What you are asked to do
Within the records, determine how many lines contain the word "below". Your reply must consist of that number only.

Data extracted from a collection:
--- --- ---
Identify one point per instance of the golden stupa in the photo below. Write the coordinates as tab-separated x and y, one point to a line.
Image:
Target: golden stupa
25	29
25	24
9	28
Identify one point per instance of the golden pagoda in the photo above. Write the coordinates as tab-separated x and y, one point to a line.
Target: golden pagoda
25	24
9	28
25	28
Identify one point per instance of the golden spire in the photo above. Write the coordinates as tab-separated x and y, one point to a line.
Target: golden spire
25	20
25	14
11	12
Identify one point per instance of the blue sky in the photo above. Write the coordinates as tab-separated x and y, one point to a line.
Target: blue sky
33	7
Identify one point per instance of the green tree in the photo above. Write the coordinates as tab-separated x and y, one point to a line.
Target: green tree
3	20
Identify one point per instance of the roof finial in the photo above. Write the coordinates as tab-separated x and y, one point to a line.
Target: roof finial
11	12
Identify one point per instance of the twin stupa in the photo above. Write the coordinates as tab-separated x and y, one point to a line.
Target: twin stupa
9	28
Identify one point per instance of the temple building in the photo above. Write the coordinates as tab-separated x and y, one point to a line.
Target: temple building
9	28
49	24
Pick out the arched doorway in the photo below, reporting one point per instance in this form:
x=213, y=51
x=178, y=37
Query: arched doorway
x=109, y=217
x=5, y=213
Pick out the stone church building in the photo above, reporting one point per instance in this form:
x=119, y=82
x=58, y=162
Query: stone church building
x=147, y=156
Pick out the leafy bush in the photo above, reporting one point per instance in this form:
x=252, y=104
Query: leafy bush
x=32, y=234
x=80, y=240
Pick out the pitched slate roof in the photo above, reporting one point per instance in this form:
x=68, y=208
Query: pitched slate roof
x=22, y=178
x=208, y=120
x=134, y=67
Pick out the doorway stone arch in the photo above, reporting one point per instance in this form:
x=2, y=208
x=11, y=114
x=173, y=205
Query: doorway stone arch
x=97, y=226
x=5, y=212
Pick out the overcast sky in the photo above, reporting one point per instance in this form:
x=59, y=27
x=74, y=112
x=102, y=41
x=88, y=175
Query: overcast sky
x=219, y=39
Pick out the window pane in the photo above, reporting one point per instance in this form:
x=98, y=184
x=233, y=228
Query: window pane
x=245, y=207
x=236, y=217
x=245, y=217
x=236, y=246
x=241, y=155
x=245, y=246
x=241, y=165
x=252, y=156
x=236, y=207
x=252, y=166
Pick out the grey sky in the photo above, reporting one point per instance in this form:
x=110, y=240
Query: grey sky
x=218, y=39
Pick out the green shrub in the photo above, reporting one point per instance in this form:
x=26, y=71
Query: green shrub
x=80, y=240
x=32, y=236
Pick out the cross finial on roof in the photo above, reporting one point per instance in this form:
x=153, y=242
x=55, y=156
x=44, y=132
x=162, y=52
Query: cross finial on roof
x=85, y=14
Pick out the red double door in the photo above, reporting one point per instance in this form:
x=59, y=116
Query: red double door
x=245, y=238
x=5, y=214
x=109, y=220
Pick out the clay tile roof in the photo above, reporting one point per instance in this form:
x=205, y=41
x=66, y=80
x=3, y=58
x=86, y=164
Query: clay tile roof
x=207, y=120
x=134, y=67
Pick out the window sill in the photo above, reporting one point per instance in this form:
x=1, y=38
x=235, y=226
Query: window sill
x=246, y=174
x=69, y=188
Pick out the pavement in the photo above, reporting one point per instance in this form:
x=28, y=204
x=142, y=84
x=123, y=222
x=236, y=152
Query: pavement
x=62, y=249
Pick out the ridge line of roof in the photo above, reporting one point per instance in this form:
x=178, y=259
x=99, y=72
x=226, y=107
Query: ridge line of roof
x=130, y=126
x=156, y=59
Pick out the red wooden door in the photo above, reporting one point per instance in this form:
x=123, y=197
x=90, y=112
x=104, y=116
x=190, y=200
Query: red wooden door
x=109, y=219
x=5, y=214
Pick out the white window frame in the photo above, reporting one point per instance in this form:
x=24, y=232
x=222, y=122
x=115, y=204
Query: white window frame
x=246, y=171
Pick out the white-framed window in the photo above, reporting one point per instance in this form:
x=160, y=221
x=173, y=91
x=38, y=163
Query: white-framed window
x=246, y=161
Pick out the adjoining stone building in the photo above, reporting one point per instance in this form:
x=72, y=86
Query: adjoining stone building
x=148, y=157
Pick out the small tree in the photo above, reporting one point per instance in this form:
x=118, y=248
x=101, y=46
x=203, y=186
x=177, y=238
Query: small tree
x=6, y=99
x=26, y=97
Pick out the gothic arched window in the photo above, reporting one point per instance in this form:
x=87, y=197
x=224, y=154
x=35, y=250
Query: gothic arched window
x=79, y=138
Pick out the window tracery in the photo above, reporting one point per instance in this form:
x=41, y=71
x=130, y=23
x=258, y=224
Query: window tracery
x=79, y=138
--- --- ---
Exercise solution
2